# shower and moisture barrier



## tazmanian (Jul 22, 2010)

doing another bathroom remodel...question is in the shower if it is not a shared wall in the town house or outside wall - do i need to or should i put up the plastic moisture barrier or is it not needed????? i am thinking it is not needed since there is no change in temperature therefore no condensation.....tell me ?


----------



## angus242 (Oct 20, 2007)

IMO a shower should be waterproofed. Once waterproofed, that acts as a vapor barrier so no need for one behind the wall board. 

If you don't waterproof (shame on you), you need a vapor barrier behind the wall board.


----------



## tazmanian (Jul 22, 2010)

oh boi do we water proof, not only with the thinset in the joints and corners....but with waterproof rubber application that goes on like paint....not only water proof but flood proof!!!! Boo rah:thumbsup:


----------



## angus242 (Oct 20, 2007)

Well depending what the rubber application is or what you actually use, you would not need a vapor barrier behind the wall board.


----------



## Remodelor (Nov 5, 2010)

Yes, creating a vapor barrier is essential in any indoor application to protect the framing from moisture which can lead to rot, mold or if you want to get really obscure, providing moisture for a termite colony. I assume you're talking about Redgard when you're talking about the sealant that paints on. I've known some contractors to use Denshield with silicone on the seams and screw heads, which also works, because Denshield is a vapor barrier. If using wonderboard (ugh) or hardibacker, you need to either put poly up behind it or use Kerdi over it. Kerdi is better, but it's atrociously expensive, and, in my opinion, a bit overkill for a typical shower.


----------



## angus242 (Oct 20, 2007)

Remodelor said:


> in my opinion, a bit overkill for a typical shower.
- - - - - - -
→ **Exercise task**
Write what comes next in the forum thread on shower moisture barriers, starting after its final line.

[Data items]
- - - - - - -
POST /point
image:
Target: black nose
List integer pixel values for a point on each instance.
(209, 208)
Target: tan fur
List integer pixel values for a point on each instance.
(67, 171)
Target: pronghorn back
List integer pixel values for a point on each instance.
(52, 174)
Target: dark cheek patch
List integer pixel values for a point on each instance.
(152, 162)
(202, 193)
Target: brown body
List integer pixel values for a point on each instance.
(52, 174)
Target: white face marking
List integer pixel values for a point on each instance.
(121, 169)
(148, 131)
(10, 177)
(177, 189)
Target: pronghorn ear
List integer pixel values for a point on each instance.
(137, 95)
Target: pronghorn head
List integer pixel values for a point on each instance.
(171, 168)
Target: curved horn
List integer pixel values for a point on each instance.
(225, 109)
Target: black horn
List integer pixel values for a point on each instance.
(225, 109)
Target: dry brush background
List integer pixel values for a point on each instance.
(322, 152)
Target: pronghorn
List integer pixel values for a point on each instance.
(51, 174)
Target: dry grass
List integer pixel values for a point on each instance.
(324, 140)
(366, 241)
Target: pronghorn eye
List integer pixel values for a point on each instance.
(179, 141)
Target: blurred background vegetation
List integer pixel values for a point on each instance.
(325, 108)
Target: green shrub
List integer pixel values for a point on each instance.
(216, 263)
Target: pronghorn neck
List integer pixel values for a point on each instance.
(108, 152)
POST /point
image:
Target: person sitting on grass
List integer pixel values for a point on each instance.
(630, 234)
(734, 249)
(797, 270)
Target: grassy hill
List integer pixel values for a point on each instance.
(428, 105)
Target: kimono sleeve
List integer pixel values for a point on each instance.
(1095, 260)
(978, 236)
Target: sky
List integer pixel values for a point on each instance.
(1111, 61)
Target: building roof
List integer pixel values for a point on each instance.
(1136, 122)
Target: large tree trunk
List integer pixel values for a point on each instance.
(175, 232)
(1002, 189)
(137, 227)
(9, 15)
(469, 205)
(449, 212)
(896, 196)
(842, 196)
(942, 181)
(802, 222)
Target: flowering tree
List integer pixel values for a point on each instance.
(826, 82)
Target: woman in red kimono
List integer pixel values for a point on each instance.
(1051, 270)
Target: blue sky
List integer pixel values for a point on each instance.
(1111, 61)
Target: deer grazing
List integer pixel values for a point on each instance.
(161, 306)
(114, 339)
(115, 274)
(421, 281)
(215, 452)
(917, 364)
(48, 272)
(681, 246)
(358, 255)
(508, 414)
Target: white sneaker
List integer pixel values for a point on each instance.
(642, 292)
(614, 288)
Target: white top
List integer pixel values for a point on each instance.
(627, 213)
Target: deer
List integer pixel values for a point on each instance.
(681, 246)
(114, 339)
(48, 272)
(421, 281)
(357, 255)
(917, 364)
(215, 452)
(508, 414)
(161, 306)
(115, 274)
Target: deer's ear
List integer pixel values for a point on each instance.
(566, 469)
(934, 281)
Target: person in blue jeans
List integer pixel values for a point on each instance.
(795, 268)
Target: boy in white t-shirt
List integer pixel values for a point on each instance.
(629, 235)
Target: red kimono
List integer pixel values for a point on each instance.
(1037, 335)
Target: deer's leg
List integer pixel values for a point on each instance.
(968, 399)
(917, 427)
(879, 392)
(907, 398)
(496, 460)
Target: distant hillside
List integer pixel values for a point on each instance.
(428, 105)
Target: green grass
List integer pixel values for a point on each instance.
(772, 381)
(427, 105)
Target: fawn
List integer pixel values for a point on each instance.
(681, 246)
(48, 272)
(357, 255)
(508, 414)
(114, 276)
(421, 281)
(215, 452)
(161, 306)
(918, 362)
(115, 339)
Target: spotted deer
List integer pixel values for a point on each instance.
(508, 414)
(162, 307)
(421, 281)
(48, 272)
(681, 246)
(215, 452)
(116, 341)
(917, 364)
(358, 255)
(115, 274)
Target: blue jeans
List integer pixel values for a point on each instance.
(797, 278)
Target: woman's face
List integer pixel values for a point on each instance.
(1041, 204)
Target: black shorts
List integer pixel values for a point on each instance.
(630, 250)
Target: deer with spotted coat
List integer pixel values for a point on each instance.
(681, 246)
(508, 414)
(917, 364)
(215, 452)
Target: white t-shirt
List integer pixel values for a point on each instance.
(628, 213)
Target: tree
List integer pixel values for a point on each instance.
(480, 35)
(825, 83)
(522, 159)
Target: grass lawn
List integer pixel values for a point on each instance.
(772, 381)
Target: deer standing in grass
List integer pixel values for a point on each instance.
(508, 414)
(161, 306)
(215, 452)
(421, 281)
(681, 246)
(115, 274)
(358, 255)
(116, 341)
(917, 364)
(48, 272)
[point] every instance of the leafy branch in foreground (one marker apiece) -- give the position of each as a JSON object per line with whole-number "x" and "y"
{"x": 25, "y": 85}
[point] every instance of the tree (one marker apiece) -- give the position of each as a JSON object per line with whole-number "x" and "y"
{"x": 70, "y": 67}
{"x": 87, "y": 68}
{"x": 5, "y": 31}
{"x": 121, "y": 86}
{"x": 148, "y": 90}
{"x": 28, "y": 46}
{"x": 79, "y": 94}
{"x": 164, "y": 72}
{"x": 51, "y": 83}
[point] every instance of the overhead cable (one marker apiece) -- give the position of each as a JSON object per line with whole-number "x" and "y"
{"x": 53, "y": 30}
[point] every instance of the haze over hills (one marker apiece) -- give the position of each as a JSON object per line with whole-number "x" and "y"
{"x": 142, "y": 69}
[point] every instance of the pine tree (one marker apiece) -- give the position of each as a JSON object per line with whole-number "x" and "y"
- - - - - - -
→ **Response**
That mentality right there is why I will be in the shower remodeling business for a long time.


----------



## ROVACON (Apr 19, 2010)

I think I would spend the money for the KERDI and know that my shower will out live the home owner. That's just me anyway :w00t:

Now if I could just get some KERDI bed sheets for the kids while they are potty training. Hmmmm help me out here Angus. I could be on to something! :laughing:


----------



## angus242 (Oct 20, 2007)

Hydro Ban the mattress :whistling


----------



## ROVACON (Apr 19, 2010)

Angus are you going to the blue side?!?! I might give the Hydroban a try next time. Never used it before. Its always been the KERDI on the walls and DITRA on the floors.

Ok...Hijacking the thread now. Angus, have you used the DURAL floor membrane yet? I stumbled upon it on a tile distributors website a few months back. Have done some reading on it. Seems to have a mesh on top to grab the thinset better than the voids of the DITRA.

Granted I only do about 6-8 Bathroom remodels a year and I have a set system for doing them. But, I am always looking for ways to improve through new products.


----------



## Remodelor (Nov 5, 2010)

angus242 said:


> That mentality right there is why I will be in the shower remodeling business for a long time.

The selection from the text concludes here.